» STORED RECORDS
####################
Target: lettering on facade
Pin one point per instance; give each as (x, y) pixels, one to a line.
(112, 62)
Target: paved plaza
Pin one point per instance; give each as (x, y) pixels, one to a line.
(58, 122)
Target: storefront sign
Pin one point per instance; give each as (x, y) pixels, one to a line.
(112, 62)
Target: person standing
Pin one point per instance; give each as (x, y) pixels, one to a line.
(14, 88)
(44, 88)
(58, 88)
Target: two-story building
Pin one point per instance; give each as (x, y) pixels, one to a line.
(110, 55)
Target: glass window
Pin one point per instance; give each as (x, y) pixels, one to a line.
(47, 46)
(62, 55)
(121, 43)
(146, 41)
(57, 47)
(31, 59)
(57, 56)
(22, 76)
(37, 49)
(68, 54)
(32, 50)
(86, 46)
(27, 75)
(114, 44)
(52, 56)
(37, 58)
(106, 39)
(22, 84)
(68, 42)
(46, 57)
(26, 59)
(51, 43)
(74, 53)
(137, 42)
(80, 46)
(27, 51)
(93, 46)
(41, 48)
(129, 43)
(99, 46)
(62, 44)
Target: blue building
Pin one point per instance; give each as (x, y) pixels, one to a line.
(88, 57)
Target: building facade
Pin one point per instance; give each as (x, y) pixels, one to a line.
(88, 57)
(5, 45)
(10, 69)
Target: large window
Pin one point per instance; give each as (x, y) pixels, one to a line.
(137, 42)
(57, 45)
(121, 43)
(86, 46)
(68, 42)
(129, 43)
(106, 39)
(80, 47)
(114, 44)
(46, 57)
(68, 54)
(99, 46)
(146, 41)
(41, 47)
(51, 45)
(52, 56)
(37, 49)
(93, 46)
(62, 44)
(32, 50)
####################
Rescale everything from the line containing "Target: building facade" down to the end of the listing, repeating every line, requests included. Multiply each point coordinate in the answers by 0.9 and round to a whole number, with halves rounded up.

Target: building facade
Pin one point per instance; give each as (x, y) pixels, one to a line.
(79, 51)
(5, 41)
(9, 62)
Target: large window
Pin one point per instance; give each as (x, y) pixels, one to a line.
(123, 38)
(51, 41)
(109, 39)
(77, 41)
(61, 38)
(116, 39)
(95, 35)
(72, 42)
(103, 40)
(41, 51)
(61, 49)
(89, 41)
(131, 37)
(37, 42)
(46, 41)
(47, 50)
(33, 44)
(84, 41)
(56, 40)
(29, 45)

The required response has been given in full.